> **Goal**
Please list every line of the records below that contains the word "ceiling", copying each one in full.

A block of data
(begin)

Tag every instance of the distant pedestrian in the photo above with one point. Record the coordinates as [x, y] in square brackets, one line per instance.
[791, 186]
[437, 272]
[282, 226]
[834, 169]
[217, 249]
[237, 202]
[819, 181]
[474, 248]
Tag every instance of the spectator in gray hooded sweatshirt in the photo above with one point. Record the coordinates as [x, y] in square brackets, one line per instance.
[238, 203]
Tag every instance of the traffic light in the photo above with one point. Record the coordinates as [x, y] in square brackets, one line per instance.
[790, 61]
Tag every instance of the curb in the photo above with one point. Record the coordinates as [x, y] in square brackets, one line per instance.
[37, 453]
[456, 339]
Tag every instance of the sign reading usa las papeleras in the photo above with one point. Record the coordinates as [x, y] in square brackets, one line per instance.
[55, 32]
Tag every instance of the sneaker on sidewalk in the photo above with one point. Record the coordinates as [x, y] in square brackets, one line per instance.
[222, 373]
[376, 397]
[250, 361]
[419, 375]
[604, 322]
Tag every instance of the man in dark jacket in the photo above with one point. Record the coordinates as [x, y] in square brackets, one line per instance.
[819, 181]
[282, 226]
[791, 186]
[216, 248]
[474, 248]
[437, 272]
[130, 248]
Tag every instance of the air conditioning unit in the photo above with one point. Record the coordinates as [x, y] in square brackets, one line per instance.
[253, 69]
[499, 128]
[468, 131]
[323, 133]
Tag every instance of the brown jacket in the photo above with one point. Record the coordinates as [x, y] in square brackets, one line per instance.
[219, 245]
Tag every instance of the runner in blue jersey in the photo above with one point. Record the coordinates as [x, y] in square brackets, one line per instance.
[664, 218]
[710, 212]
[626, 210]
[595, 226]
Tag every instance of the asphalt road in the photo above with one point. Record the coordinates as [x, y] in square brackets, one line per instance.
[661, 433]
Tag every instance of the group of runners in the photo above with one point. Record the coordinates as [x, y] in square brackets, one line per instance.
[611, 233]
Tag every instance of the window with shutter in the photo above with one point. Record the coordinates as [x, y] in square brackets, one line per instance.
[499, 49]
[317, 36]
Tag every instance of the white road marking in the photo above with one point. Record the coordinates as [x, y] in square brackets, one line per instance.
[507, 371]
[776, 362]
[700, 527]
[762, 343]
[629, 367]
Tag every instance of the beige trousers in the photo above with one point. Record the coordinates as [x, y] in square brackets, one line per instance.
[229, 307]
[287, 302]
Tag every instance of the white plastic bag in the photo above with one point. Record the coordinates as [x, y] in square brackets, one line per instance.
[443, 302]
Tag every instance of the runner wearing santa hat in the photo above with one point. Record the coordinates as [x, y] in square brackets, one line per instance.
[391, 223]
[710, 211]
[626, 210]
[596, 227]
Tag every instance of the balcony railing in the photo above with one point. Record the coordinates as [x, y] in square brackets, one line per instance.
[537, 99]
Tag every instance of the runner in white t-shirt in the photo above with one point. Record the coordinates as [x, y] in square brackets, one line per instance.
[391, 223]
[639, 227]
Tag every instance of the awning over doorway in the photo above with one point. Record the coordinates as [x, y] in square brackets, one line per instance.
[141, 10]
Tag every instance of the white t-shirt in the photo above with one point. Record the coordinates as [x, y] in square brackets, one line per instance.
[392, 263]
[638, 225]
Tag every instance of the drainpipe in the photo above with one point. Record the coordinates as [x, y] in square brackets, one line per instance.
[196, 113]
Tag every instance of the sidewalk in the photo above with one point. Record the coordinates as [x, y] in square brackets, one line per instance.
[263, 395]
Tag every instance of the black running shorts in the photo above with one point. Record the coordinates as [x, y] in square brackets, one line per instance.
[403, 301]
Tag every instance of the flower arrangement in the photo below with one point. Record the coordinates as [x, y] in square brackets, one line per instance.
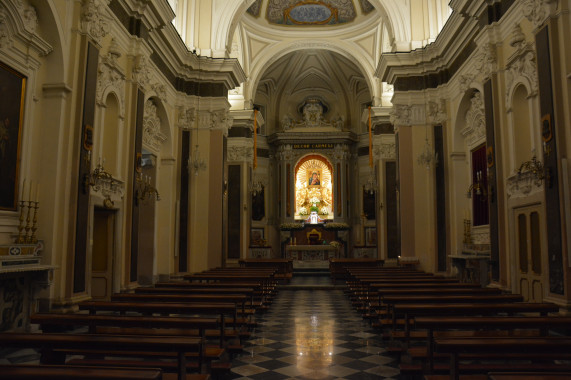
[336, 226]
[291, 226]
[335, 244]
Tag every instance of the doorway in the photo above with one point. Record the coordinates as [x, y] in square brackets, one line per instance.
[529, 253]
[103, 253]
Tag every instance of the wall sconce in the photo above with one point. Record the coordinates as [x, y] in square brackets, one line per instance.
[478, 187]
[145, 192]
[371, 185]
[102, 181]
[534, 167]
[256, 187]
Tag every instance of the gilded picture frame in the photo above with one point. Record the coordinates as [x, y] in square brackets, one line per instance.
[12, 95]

(end)
(begin)

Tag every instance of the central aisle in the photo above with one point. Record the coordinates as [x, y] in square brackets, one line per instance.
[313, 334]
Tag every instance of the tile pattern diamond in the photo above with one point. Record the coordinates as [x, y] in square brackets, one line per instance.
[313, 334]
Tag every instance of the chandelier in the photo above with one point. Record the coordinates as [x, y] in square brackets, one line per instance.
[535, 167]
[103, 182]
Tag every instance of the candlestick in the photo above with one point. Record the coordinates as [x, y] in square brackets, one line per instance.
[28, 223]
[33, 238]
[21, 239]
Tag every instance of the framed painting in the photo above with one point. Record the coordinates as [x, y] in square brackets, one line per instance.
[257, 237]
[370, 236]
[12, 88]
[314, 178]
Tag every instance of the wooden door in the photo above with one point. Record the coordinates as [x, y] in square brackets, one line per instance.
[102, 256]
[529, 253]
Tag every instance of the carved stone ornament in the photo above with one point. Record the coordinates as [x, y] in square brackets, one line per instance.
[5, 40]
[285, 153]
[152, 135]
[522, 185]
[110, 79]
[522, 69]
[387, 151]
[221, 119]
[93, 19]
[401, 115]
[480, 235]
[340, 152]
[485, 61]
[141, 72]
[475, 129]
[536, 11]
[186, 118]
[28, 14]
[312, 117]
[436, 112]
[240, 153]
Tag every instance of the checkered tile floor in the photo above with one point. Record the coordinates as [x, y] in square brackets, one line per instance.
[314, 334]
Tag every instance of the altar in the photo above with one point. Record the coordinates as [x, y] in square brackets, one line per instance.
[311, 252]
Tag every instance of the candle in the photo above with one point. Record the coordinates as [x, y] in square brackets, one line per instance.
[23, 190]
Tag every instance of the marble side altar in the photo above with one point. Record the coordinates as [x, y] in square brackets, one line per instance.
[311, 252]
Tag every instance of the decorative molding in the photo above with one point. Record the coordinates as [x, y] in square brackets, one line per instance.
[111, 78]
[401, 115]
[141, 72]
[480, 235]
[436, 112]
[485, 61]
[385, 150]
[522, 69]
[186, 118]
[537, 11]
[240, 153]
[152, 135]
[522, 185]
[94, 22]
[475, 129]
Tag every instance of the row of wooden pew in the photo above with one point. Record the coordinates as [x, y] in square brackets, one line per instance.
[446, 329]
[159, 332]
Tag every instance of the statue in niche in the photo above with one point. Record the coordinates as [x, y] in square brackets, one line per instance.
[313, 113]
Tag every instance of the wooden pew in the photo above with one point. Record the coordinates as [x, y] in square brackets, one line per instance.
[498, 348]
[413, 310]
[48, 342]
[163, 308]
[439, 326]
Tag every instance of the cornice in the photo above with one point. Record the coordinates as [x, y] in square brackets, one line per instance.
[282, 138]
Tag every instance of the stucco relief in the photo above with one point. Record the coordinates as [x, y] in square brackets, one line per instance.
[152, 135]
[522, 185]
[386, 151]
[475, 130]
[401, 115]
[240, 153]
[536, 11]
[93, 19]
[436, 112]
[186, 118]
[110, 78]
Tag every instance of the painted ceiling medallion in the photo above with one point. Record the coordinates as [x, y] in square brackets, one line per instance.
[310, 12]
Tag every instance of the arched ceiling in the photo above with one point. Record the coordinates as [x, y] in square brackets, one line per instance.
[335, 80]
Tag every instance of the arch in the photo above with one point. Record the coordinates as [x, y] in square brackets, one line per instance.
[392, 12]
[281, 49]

(end)
(begin)

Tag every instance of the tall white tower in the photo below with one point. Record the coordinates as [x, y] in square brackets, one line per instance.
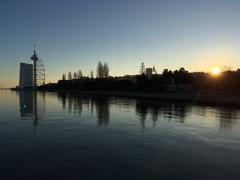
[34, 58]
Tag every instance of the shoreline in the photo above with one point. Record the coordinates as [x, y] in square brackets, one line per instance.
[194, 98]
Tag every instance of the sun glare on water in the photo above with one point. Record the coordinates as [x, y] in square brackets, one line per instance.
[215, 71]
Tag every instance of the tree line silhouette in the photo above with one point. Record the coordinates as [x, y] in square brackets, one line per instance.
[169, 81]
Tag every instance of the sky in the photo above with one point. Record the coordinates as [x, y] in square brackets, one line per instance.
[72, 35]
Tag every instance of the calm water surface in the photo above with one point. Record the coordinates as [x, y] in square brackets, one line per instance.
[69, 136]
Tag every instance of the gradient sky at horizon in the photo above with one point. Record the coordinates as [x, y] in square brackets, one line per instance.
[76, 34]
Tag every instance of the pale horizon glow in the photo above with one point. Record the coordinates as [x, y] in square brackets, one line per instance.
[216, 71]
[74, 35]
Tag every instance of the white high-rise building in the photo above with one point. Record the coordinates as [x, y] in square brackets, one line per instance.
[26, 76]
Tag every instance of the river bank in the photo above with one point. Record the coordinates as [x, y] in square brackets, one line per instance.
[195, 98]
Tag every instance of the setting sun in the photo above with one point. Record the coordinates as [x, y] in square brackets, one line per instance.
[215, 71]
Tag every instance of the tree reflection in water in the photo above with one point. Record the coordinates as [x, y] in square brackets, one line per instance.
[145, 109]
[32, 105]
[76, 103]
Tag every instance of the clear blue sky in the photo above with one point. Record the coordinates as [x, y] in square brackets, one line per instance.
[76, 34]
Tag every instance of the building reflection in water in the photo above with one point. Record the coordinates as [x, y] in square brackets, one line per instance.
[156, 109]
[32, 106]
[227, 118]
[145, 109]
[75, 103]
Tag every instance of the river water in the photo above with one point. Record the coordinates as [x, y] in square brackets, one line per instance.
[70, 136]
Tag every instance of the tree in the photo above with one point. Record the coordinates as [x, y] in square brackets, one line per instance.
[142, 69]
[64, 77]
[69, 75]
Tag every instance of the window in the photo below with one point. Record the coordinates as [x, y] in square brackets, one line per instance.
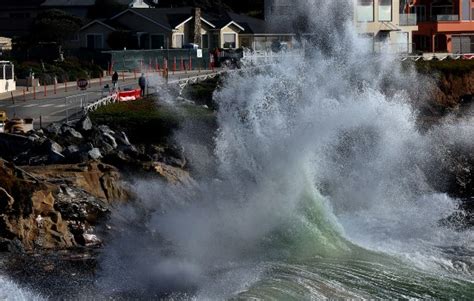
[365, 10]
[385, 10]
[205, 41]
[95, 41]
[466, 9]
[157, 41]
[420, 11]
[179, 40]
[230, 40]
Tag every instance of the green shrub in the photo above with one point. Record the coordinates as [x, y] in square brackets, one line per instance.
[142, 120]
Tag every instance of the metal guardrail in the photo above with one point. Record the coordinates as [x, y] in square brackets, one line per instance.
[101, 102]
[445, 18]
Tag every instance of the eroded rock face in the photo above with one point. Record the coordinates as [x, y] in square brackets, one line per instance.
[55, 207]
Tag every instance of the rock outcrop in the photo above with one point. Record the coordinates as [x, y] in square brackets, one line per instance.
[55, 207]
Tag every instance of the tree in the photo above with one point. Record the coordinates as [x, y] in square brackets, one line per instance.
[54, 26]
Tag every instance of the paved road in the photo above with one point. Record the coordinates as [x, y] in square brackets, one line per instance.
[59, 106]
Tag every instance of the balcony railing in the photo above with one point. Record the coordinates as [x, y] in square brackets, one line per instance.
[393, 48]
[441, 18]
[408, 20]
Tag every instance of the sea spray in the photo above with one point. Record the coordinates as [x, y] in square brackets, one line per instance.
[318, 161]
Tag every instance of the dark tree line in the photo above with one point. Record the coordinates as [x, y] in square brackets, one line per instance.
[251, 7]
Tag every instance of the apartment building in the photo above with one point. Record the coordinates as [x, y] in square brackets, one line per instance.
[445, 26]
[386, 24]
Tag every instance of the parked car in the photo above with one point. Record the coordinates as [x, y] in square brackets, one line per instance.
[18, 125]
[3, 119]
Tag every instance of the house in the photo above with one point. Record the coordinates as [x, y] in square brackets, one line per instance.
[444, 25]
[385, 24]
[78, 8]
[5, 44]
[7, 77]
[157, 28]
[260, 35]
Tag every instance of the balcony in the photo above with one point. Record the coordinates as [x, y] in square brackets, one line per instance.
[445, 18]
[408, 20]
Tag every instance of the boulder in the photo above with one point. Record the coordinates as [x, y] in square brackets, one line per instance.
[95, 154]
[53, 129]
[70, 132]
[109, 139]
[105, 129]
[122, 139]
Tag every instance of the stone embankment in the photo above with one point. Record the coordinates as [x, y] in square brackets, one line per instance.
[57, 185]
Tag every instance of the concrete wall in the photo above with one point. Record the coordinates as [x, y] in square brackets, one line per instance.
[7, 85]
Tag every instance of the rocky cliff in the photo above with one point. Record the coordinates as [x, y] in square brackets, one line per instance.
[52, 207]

(end)

> **Solution for this task**
Tag every instance of the painted ceiling medallion in the photo above with one point. Record the coordinates as [x, y] in square brackets, one line per instance.
Tag every instance of the arched ceiling in the photo above with one point. Record the coordinates as [x, y] in square brackets, one line per instance.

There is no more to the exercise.